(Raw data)
++++++++

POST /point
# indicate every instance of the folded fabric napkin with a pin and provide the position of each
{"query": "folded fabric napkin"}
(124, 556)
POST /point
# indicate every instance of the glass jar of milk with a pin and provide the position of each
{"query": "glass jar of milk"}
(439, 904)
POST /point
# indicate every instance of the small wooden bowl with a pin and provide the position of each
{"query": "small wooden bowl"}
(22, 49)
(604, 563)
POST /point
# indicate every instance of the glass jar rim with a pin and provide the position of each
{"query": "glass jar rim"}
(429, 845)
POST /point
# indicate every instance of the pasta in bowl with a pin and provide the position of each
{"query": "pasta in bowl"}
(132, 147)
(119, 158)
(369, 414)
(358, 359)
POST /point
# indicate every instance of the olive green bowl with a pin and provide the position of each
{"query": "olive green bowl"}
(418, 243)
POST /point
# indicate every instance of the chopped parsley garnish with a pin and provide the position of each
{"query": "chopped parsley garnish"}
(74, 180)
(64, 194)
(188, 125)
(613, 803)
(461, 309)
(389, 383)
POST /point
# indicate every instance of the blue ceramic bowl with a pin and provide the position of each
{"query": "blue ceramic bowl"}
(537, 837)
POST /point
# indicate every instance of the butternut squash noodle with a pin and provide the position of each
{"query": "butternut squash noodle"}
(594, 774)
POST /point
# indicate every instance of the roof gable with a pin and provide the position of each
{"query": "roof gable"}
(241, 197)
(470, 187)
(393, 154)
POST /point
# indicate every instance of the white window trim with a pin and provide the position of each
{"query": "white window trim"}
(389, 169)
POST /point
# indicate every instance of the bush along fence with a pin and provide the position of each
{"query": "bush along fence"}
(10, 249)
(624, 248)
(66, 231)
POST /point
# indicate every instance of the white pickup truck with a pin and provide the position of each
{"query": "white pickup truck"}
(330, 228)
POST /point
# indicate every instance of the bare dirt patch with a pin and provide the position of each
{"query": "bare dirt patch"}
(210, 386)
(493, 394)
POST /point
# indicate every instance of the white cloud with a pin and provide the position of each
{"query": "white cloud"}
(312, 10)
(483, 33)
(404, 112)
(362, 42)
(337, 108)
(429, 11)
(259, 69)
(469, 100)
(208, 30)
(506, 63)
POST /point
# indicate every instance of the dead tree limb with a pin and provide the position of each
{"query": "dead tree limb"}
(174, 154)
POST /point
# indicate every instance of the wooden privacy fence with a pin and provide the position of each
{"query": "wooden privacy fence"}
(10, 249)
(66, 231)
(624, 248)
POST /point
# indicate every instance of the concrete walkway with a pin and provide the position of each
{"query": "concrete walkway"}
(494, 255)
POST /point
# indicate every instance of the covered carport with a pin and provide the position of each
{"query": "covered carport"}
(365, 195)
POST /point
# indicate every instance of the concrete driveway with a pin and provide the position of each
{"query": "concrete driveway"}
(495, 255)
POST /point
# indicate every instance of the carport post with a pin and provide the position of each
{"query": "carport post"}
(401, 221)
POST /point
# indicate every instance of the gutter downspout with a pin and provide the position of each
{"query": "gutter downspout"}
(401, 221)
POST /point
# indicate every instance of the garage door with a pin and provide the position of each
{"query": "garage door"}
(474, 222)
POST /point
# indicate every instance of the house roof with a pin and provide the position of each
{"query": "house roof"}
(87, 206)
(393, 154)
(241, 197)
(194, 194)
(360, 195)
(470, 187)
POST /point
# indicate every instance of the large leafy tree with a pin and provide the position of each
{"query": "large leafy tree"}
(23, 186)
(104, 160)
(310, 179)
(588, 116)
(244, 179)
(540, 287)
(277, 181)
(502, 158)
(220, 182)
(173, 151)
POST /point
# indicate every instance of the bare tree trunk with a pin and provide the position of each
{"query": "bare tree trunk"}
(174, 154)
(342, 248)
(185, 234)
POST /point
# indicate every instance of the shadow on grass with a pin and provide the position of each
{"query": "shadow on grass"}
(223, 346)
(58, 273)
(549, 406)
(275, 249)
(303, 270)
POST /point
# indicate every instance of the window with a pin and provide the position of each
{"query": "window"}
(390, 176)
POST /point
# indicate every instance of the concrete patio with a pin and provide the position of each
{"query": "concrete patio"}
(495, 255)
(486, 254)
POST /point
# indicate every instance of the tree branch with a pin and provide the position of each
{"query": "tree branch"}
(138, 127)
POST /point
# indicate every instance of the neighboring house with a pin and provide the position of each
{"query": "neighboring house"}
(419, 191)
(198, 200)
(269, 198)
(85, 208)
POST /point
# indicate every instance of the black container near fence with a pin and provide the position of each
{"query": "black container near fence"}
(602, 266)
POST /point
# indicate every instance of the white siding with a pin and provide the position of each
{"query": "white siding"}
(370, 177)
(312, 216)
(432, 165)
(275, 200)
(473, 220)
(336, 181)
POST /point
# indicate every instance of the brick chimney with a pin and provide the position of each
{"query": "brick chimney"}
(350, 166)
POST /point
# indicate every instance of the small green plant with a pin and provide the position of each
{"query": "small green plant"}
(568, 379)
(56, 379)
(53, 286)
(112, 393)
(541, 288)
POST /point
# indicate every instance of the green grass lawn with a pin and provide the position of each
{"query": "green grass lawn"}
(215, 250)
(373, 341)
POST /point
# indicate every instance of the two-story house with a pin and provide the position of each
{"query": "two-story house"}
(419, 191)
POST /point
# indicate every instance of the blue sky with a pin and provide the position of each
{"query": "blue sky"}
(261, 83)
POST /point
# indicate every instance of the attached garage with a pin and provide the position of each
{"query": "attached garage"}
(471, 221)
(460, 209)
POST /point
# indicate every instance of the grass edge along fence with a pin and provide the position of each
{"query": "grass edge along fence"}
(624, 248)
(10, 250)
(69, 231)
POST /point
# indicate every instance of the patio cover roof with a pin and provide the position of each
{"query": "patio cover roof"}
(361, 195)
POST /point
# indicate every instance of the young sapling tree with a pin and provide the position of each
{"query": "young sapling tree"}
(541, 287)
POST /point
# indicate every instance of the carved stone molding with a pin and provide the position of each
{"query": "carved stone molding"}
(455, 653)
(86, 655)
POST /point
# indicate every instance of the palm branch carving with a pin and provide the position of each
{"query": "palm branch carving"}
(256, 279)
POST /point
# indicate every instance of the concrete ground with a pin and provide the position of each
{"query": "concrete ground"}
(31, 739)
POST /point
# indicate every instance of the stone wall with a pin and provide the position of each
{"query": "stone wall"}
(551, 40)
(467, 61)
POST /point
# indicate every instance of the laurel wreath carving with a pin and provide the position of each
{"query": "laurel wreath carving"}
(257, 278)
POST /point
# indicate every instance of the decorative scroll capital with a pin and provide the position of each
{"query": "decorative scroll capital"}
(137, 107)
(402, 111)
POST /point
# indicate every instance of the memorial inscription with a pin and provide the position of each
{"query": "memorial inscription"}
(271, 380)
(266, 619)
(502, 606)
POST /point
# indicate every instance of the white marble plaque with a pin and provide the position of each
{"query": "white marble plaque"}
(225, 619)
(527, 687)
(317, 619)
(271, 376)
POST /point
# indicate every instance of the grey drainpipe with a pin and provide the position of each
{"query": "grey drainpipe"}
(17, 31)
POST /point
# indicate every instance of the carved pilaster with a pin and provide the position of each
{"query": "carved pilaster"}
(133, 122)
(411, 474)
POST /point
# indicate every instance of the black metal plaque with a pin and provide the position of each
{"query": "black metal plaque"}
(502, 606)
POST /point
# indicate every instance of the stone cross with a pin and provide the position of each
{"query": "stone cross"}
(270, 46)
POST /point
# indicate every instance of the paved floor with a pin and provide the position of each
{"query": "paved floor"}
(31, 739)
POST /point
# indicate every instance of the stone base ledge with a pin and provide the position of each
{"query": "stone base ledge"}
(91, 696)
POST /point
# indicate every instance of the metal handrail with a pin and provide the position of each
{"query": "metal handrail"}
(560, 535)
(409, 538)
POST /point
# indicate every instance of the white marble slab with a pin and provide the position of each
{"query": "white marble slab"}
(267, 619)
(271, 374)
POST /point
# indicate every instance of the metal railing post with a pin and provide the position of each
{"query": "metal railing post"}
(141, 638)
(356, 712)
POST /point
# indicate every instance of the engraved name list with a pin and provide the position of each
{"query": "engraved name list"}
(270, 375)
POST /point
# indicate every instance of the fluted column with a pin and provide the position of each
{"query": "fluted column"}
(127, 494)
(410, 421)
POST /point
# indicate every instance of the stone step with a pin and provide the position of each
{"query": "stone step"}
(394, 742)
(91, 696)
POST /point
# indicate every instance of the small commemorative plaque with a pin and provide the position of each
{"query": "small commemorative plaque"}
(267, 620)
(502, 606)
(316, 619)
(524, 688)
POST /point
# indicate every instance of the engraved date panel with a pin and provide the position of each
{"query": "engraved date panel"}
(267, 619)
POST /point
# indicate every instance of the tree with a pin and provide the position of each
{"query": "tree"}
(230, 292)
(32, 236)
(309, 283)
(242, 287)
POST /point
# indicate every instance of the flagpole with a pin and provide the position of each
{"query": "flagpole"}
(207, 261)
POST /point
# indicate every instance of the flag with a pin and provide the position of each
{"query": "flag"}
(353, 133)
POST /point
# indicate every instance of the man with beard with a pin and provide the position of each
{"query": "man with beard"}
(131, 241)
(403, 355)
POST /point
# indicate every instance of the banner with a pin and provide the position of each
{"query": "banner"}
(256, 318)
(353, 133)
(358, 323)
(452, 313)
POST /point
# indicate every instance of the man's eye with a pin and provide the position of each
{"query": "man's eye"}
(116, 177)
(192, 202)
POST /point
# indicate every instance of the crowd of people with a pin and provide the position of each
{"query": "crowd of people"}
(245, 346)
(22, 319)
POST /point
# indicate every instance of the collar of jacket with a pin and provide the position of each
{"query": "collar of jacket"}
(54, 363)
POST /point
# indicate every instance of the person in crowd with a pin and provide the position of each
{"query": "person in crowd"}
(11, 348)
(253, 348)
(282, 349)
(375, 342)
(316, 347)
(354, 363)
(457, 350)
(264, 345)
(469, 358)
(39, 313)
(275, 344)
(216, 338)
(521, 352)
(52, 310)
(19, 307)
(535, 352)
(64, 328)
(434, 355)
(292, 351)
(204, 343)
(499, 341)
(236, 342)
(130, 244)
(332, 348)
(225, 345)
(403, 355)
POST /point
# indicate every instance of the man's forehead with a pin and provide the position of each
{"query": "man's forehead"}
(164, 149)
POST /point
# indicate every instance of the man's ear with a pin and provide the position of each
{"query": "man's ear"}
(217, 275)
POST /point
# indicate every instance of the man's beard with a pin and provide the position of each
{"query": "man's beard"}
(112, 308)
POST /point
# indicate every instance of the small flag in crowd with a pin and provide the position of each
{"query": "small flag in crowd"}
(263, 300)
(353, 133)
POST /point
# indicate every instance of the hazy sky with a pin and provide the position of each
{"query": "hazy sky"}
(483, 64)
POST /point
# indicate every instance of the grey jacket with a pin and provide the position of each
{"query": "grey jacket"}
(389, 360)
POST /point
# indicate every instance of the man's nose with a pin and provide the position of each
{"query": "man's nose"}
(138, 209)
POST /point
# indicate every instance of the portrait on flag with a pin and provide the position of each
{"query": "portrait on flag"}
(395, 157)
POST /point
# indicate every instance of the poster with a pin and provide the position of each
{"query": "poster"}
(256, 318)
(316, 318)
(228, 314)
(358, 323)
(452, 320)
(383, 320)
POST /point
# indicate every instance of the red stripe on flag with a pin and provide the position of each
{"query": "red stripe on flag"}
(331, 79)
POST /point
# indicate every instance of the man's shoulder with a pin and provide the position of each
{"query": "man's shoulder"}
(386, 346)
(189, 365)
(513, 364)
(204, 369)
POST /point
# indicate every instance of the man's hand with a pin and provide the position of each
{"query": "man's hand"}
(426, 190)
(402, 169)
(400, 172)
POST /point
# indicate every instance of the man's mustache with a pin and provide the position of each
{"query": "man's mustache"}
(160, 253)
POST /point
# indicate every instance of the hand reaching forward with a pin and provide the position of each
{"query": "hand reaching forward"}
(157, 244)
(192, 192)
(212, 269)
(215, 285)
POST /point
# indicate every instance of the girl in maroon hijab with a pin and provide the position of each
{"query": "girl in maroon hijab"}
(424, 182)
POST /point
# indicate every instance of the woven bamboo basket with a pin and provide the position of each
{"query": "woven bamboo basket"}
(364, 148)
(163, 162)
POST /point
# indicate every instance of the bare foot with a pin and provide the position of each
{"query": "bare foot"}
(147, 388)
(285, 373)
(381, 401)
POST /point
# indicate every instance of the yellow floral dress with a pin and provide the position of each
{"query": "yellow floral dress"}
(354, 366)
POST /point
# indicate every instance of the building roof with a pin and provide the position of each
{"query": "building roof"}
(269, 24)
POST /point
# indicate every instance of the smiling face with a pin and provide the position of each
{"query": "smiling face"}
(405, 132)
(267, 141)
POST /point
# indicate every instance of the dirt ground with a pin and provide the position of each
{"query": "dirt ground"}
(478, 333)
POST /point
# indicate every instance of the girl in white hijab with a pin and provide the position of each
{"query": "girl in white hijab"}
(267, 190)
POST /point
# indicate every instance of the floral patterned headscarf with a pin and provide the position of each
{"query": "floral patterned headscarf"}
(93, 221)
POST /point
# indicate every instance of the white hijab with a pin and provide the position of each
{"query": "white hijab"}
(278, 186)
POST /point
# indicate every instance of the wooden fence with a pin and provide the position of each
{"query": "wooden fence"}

++++++++

DIRECTIONS FOR THIS TASK - Select every line of the data above that contains the string "story", matching case exactly.

SOLUTION -
# indicate every instance of the two-story house with a pin and provide the position of each
{"query": "two-story house"}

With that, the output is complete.